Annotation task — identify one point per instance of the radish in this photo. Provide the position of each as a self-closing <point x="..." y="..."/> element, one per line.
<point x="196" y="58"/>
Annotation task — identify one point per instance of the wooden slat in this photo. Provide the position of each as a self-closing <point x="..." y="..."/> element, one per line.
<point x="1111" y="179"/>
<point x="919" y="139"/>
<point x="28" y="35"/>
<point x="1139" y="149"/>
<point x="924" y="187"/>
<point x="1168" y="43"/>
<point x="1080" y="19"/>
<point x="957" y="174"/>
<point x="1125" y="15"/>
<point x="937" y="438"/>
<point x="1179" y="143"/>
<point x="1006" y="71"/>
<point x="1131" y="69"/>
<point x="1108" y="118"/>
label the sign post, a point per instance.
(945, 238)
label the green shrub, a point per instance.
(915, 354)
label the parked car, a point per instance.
..............................
> [Exercise prompt]: Could you return, unchanged, the lines of the data from the one containing "label the green shrub, a point per instance." through the last line, both included?

> [Solution for this exercise]:
label the green shrub, a point per instance.
(915, 354)
label the parked car, a point per instance.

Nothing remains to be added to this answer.